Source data
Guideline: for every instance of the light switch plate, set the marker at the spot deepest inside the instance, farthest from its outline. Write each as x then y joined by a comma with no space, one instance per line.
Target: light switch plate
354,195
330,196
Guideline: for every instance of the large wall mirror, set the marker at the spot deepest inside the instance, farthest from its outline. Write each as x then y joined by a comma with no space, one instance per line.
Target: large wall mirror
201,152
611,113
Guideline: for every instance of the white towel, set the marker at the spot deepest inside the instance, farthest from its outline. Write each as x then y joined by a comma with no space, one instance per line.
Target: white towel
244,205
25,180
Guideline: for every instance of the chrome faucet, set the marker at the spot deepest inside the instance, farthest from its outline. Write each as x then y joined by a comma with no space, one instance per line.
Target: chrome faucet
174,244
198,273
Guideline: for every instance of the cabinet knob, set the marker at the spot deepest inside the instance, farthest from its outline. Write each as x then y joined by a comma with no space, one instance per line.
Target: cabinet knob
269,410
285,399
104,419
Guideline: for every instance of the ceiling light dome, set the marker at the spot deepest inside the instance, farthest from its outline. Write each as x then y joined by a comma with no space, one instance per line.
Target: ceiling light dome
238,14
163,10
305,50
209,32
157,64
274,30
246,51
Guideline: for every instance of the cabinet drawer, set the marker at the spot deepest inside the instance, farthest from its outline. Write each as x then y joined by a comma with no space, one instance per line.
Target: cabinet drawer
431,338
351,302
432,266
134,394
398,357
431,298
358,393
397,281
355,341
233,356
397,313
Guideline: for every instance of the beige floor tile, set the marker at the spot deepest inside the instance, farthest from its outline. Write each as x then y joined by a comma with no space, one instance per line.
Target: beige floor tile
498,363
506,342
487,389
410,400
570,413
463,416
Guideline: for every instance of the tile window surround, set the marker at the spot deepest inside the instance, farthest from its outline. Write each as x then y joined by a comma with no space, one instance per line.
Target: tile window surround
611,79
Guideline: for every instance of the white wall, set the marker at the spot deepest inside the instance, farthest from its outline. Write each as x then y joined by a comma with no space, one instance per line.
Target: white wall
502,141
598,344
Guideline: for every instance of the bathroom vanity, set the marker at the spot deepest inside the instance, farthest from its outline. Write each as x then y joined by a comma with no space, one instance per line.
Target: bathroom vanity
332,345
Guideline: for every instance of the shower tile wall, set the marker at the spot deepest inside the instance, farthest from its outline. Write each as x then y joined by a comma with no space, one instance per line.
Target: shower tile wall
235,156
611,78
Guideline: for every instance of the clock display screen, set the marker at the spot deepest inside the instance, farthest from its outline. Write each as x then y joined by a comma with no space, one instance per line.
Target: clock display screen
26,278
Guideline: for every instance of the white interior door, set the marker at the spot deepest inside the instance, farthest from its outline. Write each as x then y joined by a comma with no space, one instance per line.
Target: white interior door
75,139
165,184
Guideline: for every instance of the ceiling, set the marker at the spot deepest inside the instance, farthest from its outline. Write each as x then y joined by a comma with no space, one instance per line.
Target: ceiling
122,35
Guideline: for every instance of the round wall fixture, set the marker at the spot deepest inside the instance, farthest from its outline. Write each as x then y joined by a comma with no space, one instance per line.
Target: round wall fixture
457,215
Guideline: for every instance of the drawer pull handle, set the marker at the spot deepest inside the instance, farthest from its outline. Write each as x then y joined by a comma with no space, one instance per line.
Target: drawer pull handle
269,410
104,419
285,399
* * *
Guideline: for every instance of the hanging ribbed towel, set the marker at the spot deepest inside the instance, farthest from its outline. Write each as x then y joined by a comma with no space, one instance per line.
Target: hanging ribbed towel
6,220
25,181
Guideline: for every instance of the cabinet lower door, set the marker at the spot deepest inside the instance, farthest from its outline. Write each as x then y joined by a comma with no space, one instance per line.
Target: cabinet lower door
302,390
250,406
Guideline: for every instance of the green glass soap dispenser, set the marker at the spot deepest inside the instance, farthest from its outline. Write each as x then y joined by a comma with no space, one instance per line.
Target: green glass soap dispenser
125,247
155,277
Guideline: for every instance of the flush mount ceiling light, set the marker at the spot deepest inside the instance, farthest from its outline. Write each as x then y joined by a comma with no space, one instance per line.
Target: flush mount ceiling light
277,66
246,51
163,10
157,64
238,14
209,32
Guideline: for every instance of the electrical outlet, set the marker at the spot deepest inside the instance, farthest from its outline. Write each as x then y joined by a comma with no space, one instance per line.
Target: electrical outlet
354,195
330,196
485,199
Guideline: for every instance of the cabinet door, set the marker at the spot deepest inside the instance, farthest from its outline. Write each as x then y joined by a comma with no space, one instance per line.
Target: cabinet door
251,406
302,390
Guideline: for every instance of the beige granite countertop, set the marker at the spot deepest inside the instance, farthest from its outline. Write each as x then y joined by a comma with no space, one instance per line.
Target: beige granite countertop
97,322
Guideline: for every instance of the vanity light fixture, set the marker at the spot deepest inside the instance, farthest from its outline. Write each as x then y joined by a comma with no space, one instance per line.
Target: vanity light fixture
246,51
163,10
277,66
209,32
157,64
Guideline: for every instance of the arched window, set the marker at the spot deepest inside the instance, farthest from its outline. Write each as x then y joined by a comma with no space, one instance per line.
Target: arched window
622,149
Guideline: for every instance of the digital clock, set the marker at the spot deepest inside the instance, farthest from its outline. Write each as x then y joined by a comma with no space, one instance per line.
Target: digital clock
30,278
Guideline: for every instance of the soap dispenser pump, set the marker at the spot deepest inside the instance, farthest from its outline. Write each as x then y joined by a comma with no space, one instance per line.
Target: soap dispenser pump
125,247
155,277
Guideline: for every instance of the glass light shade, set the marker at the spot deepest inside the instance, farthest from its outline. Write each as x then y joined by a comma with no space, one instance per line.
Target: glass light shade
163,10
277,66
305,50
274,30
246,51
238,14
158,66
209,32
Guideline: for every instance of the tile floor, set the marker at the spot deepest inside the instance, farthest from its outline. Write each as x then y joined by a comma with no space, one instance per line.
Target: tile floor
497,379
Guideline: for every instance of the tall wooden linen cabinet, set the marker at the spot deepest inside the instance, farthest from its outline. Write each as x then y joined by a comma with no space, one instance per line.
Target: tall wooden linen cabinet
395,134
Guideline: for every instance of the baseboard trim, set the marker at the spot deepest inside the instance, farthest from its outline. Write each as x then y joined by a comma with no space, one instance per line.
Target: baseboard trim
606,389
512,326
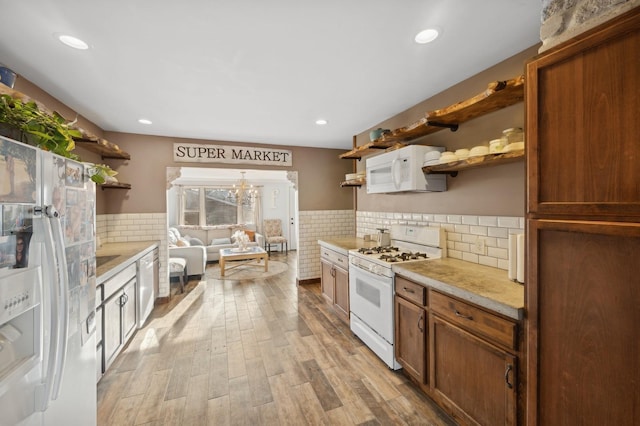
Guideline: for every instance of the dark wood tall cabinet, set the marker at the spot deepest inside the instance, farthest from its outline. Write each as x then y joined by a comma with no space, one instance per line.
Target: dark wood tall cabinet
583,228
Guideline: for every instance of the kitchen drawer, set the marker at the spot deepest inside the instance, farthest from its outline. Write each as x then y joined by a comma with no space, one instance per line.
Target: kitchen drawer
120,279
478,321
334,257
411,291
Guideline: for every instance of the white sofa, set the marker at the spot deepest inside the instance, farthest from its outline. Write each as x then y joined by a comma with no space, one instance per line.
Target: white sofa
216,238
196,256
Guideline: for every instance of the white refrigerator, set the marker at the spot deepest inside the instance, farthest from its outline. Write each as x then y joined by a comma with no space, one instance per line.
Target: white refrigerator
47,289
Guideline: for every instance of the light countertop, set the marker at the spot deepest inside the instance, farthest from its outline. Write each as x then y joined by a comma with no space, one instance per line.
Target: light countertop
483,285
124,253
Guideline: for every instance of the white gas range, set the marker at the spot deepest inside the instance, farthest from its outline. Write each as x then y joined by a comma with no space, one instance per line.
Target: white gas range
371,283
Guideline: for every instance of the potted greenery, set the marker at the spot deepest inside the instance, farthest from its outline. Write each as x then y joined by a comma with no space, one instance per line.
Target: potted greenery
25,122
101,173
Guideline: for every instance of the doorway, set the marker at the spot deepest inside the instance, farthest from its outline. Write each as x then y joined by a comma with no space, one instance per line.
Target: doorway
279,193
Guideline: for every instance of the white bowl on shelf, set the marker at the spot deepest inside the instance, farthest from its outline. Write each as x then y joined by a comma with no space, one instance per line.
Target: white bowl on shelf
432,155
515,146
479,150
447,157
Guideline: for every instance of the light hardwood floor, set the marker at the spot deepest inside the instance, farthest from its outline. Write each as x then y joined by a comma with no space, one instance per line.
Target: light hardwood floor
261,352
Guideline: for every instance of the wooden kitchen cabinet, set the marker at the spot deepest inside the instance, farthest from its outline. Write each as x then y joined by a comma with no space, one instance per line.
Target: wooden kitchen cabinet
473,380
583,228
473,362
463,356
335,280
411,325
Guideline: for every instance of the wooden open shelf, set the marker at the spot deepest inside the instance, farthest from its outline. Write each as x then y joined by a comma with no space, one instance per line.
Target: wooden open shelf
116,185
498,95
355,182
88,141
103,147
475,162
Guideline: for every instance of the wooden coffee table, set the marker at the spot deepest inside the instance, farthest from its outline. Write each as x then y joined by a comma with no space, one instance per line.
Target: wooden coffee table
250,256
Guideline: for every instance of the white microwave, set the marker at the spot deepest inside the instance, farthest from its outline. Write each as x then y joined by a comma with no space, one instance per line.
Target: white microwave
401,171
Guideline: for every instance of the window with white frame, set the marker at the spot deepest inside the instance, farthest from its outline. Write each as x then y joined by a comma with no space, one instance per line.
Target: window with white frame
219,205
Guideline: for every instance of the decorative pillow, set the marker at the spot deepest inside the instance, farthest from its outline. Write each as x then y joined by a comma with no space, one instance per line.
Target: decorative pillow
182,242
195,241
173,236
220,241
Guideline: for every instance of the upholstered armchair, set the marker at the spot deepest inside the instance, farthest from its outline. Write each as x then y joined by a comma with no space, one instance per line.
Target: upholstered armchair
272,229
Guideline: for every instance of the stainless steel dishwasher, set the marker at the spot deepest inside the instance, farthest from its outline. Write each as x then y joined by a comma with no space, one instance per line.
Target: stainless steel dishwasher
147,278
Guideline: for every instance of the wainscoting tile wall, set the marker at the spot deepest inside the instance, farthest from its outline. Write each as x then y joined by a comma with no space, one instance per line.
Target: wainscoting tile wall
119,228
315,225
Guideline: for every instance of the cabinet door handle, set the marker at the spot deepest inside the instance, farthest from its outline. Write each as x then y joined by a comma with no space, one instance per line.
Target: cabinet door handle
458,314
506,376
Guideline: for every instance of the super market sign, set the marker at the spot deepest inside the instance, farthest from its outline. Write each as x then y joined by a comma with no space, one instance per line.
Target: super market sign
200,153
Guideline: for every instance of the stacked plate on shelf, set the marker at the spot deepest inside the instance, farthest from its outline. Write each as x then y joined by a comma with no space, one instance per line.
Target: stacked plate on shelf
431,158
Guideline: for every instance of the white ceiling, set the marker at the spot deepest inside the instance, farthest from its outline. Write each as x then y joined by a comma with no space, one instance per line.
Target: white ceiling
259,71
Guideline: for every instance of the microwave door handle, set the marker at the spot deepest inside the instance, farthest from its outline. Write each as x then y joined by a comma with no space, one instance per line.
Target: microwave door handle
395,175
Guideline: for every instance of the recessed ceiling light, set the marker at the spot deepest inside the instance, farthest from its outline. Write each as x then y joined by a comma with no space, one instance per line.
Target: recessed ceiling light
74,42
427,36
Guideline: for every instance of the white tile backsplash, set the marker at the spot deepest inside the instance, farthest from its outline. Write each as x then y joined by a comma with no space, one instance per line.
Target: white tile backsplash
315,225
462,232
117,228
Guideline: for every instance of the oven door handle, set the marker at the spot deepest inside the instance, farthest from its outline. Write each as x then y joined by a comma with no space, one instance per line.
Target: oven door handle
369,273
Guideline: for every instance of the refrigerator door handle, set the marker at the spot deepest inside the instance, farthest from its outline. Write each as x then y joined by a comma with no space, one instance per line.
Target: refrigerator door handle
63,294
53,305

● Description of the task: Find each line in the source data above that contains the word "open" and copy it out. Case counts.

● Right answer:
Guideline: for every instance of the wooden open shelf, set the marker at the spot deepest inside the instance, farthest from its outline. Write each as x then y joined by a comma with no space, one instance per line.
Target: wooden open shelf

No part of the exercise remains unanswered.